### LISTING
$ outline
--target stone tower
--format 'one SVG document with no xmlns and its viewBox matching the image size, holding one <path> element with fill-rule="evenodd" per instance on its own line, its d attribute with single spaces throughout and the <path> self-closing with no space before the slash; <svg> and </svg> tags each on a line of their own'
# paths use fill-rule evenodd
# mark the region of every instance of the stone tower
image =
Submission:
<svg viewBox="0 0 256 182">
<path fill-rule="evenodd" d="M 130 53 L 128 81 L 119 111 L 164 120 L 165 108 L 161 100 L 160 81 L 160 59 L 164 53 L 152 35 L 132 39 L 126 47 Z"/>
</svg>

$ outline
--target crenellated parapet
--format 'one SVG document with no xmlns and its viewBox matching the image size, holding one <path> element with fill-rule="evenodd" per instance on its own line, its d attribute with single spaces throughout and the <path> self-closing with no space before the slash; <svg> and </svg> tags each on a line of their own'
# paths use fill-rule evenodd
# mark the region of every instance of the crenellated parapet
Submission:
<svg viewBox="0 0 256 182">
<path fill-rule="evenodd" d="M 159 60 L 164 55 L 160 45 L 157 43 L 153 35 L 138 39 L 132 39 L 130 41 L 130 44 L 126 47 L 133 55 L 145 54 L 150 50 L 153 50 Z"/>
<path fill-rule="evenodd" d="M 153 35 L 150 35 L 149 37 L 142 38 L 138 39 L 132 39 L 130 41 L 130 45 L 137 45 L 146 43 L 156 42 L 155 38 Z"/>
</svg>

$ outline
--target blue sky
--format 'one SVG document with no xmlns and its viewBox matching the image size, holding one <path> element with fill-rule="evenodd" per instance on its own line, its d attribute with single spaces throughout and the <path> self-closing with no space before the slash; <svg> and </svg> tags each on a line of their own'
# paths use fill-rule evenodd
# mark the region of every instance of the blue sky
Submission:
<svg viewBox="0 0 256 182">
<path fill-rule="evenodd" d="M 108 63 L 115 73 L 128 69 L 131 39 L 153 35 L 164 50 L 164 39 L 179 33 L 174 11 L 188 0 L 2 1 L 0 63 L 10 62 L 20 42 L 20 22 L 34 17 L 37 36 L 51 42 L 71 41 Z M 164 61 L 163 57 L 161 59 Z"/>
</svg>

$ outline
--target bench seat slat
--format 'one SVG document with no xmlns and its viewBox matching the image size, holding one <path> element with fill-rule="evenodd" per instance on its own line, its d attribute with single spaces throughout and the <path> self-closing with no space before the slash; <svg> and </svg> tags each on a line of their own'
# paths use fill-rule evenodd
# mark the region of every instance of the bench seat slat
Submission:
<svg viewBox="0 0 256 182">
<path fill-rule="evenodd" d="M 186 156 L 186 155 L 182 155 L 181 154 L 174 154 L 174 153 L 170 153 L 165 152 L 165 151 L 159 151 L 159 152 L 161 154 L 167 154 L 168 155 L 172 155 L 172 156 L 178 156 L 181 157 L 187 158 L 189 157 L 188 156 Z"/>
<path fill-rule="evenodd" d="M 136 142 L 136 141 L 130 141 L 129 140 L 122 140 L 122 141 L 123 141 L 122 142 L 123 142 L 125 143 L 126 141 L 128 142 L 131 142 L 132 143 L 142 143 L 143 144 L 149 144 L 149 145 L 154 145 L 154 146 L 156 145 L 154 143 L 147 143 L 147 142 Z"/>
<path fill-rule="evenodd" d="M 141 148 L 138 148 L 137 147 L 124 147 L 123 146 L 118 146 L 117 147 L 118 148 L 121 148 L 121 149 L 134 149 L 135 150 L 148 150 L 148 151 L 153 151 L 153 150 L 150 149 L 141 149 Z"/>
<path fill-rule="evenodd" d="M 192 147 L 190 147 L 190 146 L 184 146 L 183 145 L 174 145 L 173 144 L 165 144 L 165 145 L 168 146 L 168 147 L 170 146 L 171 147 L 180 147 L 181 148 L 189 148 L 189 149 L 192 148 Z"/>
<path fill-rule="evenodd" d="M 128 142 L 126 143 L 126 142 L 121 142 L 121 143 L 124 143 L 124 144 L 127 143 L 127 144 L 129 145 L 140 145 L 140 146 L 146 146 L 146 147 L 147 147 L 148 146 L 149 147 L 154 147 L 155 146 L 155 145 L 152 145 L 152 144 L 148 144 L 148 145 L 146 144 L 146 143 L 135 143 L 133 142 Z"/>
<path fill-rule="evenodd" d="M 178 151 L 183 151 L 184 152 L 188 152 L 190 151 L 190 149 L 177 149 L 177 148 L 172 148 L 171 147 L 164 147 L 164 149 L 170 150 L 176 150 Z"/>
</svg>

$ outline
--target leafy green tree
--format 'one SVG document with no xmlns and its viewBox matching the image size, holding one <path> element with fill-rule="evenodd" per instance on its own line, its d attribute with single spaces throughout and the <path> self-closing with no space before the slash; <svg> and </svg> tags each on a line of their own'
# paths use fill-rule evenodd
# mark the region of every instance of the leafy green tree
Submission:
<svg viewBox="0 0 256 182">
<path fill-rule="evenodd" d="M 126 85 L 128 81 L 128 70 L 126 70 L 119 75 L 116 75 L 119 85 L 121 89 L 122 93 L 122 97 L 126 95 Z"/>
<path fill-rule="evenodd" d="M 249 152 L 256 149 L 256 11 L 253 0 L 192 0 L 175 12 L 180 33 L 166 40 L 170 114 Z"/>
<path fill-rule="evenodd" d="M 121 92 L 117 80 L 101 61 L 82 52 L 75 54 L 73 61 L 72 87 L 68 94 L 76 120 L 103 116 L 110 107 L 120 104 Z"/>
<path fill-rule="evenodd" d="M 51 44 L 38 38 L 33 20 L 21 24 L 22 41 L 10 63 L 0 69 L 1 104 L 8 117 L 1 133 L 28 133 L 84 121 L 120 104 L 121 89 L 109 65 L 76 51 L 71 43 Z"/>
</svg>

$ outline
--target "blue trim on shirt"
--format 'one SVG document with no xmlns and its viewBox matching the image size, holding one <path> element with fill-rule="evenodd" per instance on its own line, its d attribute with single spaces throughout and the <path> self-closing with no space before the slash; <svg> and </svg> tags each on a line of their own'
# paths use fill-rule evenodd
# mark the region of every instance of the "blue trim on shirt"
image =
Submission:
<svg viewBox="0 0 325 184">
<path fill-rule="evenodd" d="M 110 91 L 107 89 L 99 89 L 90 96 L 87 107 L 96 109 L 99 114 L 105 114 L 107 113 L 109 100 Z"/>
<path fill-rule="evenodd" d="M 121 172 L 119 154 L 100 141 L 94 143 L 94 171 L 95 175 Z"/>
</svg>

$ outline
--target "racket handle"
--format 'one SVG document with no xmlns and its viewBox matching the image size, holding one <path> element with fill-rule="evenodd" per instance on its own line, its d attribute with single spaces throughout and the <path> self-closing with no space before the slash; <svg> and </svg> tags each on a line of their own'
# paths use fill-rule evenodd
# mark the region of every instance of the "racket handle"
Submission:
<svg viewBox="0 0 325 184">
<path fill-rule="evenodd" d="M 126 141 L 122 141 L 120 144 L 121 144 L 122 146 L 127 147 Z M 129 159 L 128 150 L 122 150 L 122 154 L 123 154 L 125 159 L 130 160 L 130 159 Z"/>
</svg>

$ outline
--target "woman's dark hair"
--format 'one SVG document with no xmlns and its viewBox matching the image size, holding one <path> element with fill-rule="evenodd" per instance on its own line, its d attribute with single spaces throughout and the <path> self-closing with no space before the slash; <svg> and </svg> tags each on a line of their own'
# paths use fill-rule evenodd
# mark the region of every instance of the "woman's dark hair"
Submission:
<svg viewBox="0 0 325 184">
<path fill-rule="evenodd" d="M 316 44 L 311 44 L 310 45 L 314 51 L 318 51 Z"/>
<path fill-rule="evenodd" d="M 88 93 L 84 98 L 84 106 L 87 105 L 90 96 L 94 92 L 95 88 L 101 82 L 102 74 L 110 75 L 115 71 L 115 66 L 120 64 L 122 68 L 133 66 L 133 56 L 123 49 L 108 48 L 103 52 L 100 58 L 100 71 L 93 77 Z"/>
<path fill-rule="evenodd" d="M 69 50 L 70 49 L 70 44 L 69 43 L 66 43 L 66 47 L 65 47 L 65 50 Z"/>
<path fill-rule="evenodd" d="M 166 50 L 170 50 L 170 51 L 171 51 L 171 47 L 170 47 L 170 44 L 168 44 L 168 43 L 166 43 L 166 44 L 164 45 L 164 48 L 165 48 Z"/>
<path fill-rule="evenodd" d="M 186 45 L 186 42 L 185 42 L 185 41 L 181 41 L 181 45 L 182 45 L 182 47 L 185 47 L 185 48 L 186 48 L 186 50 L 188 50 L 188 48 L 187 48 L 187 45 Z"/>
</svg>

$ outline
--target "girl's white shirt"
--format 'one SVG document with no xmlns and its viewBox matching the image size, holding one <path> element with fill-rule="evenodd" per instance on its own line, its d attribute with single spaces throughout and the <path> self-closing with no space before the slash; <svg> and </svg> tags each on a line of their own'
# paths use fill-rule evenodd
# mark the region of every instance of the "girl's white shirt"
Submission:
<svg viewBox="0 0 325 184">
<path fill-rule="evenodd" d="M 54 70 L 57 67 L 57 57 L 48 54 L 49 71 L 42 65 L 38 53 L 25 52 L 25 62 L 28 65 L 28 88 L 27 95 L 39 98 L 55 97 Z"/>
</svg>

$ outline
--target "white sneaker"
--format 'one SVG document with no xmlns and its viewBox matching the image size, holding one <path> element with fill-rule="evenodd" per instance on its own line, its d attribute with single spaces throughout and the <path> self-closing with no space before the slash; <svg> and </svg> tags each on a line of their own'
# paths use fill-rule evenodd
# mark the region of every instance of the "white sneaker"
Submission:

### GIVEN PROBLEM
Count the lines in the data above that contain the string "handle", and reply with only that number.

### THE RESULT
2